Excerpted records:
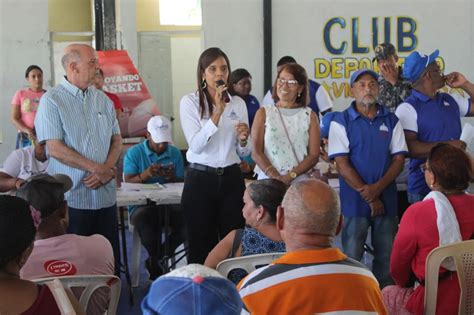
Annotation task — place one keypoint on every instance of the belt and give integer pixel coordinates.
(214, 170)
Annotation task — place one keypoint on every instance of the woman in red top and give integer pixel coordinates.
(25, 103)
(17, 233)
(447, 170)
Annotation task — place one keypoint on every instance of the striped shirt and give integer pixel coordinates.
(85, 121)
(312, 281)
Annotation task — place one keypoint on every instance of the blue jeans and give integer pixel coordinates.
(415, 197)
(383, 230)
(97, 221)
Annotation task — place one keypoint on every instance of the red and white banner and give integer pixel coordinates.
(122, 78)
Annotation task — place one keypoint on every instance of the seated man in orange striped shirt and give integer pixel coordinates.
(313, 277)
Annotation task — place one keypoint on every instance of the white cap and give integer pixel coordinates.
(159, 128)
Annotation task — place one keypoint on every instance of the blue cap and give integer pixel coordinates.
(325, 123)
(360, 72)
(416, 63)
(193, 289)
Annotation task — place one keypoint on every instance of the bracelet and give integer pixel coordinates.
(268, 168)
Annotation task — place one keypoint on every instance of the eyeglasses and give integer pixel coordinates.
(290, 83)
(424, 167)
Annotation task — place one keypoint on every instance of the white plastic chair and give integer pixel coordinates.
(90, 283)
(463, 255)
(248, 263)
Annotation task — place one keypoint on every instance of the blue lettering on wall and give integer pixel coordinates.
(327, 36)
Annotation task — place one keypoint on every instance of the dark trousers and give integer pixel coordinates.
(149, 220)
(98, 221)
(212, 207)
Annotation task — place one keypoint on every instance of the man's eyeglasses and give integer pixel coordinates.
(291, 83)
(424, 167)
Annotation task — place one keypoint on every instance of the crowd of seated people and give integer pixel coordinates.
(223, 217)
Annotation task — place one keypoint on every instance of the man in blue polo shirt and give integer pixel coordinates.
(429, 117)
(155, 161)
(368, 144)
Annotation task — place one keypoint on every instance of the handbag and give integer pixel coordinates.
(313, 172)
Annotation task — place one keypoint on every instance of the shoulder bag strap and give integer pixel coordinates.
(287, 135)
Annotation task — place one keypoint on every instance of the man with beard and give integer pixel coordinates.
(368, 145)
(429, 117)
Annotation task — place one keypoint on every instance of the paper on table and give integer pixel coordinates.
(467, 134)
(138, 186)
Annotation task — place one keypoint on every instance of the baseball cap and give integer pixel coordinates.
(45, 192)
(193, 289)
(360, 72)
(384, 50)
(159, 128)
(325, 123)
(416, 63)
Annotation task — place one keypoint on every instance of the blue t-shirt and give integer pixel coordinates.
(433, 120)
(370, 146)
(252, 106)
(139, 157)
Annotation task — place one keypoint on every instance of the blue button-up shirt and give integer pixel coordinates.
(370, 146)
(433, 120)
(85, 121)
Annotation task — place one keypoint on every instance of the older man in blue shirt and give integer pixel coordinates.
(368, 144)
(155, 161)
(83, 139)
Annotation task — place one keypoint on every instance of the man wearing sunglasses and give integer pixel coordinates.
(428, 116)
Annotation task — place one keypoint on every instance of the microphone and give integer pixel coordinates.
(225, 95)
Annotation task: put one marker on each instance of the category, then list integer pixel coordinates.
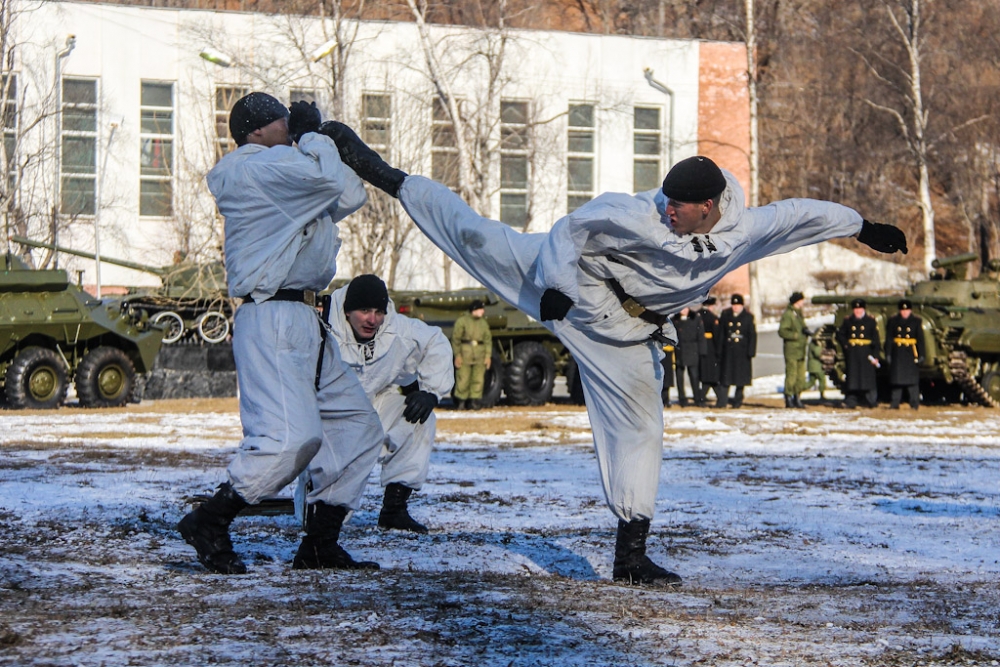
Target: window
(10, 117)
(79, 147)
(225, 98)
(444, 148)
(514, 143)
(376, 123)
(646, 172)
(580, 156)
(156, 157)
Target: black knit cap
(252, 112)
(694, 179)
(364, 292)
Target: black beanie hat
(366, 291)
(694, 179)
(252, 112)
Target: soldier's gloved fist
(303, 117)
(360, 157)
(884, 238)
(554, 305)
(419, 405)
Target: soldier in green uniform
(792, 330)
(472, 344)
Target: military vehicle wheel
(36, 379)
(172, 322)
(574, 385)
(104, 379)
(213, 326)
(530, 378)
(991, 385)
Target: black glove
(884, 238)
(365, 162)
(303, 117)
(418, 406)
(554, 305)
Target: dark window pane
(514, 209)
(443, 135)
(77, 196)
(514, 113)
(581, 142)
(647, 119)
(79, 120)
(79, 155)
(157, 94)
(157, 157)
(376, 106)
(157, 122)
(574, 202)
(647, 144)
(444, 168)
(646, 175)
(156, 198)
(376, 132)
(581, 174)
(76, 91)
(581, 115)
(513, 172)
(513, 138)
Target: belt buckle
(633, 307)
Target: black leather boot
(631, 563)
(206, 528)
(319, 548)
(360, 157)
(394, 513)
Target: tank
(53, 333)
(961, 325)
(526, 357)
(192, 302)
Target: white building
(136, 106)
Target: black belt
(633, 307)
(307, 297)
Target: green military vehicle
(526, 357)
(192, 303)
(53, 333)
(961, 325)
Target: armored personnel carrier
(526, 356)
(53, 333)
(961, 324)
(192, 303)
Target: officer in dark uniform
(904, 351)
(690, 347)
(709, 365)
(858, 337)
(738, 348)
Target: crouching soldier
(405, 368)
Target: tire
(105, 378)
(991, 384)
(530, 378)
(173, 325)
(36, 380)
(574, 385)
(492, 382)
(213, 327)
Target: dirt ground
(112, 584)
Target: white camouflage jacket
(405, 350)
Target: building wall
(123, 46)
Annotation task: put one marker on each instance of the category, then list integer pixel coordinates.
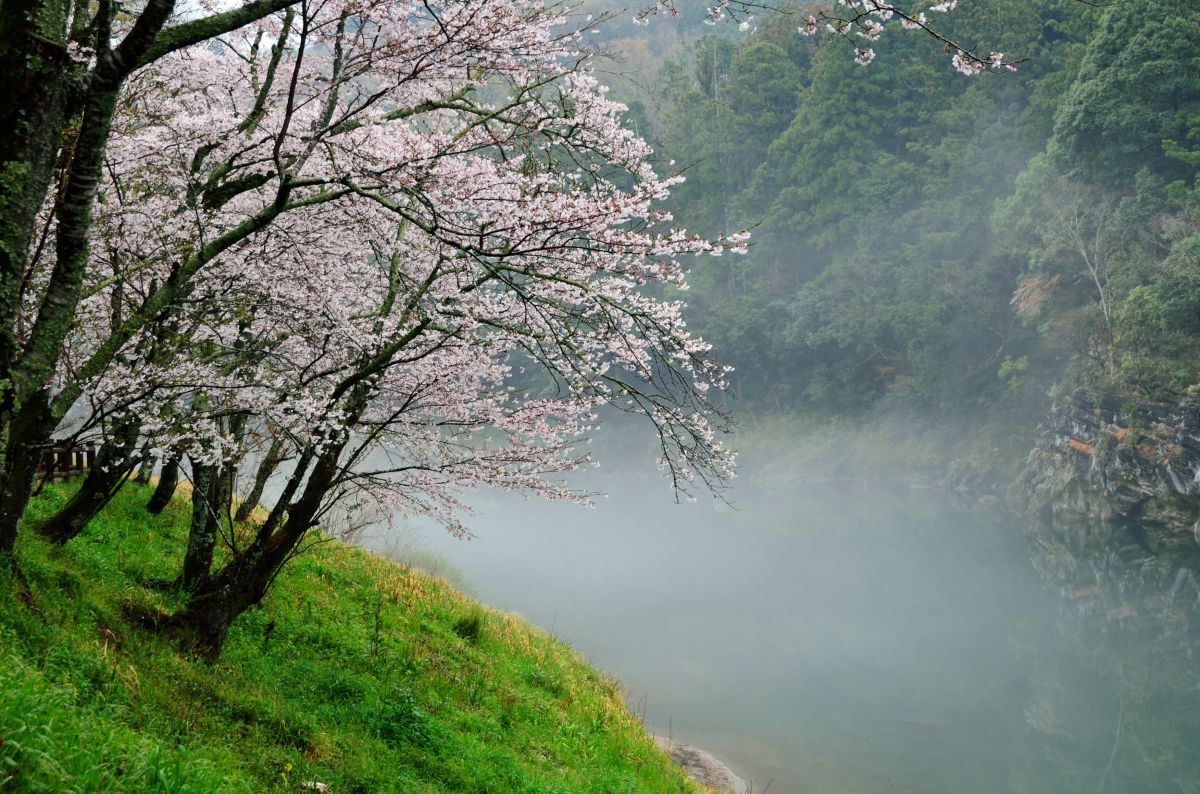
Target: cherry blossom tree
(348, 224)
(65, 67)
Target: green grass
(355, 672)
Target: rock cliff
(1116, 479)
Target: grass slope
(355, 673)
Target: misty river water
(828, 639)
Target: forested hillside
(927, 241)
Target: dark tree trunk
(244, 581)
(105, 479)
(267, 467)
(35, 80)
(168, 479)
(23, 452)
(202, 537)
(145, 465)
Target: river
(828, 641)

Exercise requirements: Apart from the images, every line above is to be given again exactly.

Your solution:
Annotation task — place one keypoint on every instance of the belt and give integer pixel coordinates.
(214, 170)
Annotation task — place one keypoint on every instance of the woman in red top and give integer pixel coordinates.
(25, 103)
(17, 233)
(447, 170)
Annotation task — place one keypoint on every instance of the striped shirt and give integer pixel coordinates.
(85, 121)
(312, 281)
Annotation task — place one keypoint on every instance of the blue jeans and give integer pixel coordinates.
(415, 197)
(383, 230)
(97, 221)
Annotation task — place one keypoint on every instance of the red and white banner and give integer pixel coordinates.
(122, 78)
Annotation task — place one keypoint on every instance of the seated man in orange striped shirt and give integer pixel coordinates.
(313, 277)
Annotation task — place one keypoint on every instance of the white cap and give integer pixel coordinates.
(159, 128)
Annotation task — place one keypoint on every instance of the blue cap and give integer pixel coordinates.
(325, 123)
(360, 72)
(416, 63)
(193, 289)
Annotation task — place one keypoint on every instance of the bracelet and give integer pixel coordinates.
(268, 168)
Annotation task — place one keypoint on every instance of the eyeglasses and give integer pixel coordinates.
(290, 83)
(424, 167)
Annotation task — place one keypoint on every instance of the white plastic chair and give integer pixel coordinates.
(90, 283)
(463, 255)
(248, 263)
Annotation task — place one keypoint on every instance of the blue lettering on wall and give integer pixel coordinates.
(327, 36)
Annotation task — place one keypoint on every instance of the dark trousers and give integer pixel coordinates.
(149, 220)
(98, 221)
(212, 207)
Annotation task — place one keypoint on every instance of the man's eyeglasses and give integer pixel coordinates.
(291, 83)
(424, 167)
Annotation task — place one keypoint on every instance of the crowd of seated people and give integer pixel coordinates.
(223, 217)
Annotation task — place one keypoint on every instance of the man in blue polo shirt and give integer pixel coordinates.
(429, 117)
(155, 161)
(368, 144)
Annotation task — place one keypoint on every instance of the handbag and give integer pixel coordinates.
(313, 172)
Annotation task — place one keypoint on every instance of the shoulder bag strap and give integer pixel coordinates.
(287, 135)
Annotation task — place one keypoint on every instance of the man with beard and give integer pixel coordinates.
(368, 145)
(429, 117)
Annotation task — place one keypoint on every instance of the paper on table and give integer pixel coordinates.
(467, 134)
(138, 186)
Annotation task — place one keypoint on every instance of the baseball cap and give integer pixel coordinates.
(45, 192)
(193, 289)
(360, 72)
(384, 50)
(159, 128)
(325, 123)
(416, 63)
Annotation task — place one keypoint on every instance of the blue t-shirt and give integer pixel coordinates.
(433, 120)
(370, 146)
(252, 106)
(139, 157)
Annotation task — place one keypoint on every instance of the blue button-up shirt and give integer pixel coordinates.
(370, 146)
(433, 120)
(85, 121)
Annotation task — place one keypoint on every instance of the older man in blue shirt and give integer pixel coordinates.
(368, 144)
(155, 161)
(83, 139)
Annotation task — place one keypoint on every instance of the man wearing sunglasses and give integer pixel coordinates.
(428, 116)
Annotation task — place one keypoint on every instance of the microphone and give integer pixel coordinates.
(225, 95)
Annotation task: put one marker on each instance of the category, then list integer pixel coordinates.
Target: window
(10, 117)
(79, 147)
(225, 98)
(444, 148)
(514, 143)
(376, 123)
(646, 172)
(580, 156)
(156, 157)
Target: black knit cap
(252, 112)
(694, 179)
(364, 292)
Target: black beanie hat
(366, 291)
(694, 179)
(252, 112)
Target: soldier's gloved fist
(303, 117)
(360, 157)
(884, 238)
(554, 305)
(419, 405)
Target: soldier in green uniform
(792, 330)
(472, 344)
Target: military vehicle wheel
(36, 379)
(172, 322)
(574, 385)
(104, 379)
(213, 326)
(530, 378)
(991, 385)
Target: black glove
(884, 238)
(365, 162)
(303, 117)
(418, 406)
(554, 305)
Target: dark window pane
(514, 209)
(443, 135)
(77, 196)
(514, 113)
(581, 142)
(647, 119)
(79, 120)
(79, 155)
(157, 94)
(157, 157)
(376, 106)
(157, 122)
(574, 202)
(647, 144)
(444, 168)
(646, 175)
(156, 198)
(376, 132)
(581, 174)
(76, 91)
(581, 115)
(513, 172)
(513, 138)
Target: belt buckle
(633, 307)
Target: black leather boot
(631, 563)
(206, 528)
(319, 548)
(360, 157)
(394, 513)
Target: tank
(53, 333)
(961, 325)
(526, 357)
(192, 302)
Target: white building
(136, 106)
Target: black belt
(633, 307)
(307, 297)
Target: green military vehicle
(526, 357)
(192, 303)
(53, 333)
(961, 325)
Target: armored personnel carrier
(526, 356)
(53, 333)
(961, 324)
(192, 303)
Target: officer in dark uniform
(904, 351)
(690, 347)
(709, 365)
(858, 337)
(738, 348)
Target: crouching soldier
(405, 368)
Target: tire
(105, 378)
(991, 384)
(530, 378)
(173, 325)
(36, 380)
(574, 385)
(492, 382)
(213, 327)
Target: dirt ground
(112, 584)
Target: white camouflage jacket
(405, 350)
Target: building wall
(123, 46)
Annotation task: put one marker on each instance of the category, then list integer pixel coordinates.
Target: cherry blossom tree
(348, 224)
(65, 67)
Target: green grass
(355, 672)
Target: rock cliff
(1116, 479)
Target: grass slope
(355, 673)
Target: misty river water
(828, 639)
Target: forested hillside
(927, 241)
Target: dark tree trunk
(244, 581)
(105, 479)
(267, 467)
(35, 80)
(168, 479)
(23, 452)
(202, 537)
(145, 465)
Target: river
(828, 641)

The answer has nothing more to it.